#### Material for this task ####

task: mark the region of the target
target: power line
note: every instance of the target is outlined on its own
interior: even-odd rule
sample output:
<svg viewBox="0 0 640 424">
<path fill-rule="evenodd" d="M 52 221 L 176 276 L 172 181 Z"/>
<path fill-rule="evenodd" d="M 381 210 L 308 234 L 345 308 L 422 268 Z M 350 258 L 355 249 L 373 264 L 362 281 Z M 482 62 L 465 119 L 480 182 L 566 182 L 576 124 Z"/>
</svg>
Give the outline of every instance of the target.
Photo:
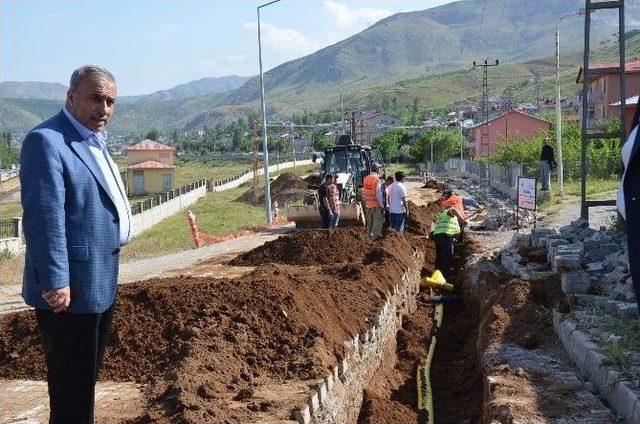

####

▶ Work required: Transcribe the records above exactly, without images.

▶ Exercise solution:
task: mark the region of the target
target: power line
note: every instance of the target is outlined on its own
interior: even-odd rule
sample output:
<svg viewBox="0 0 640 424">
<path fill-rule="evenodd" d="M 52 221 L 176 276 L 172 181 Z"/>
<path fill-rule="evenodd" d="M 381 210 L 308 234 L 345 308 L 422 268 Z M 350 258 L 355 249 L 373 264 L 362 281 Z M 482 62 L 465 119 L 480 182 L 566 182 L 576 124 Z"/>
</svg>
Give the outline of every instance of the target.
Photo:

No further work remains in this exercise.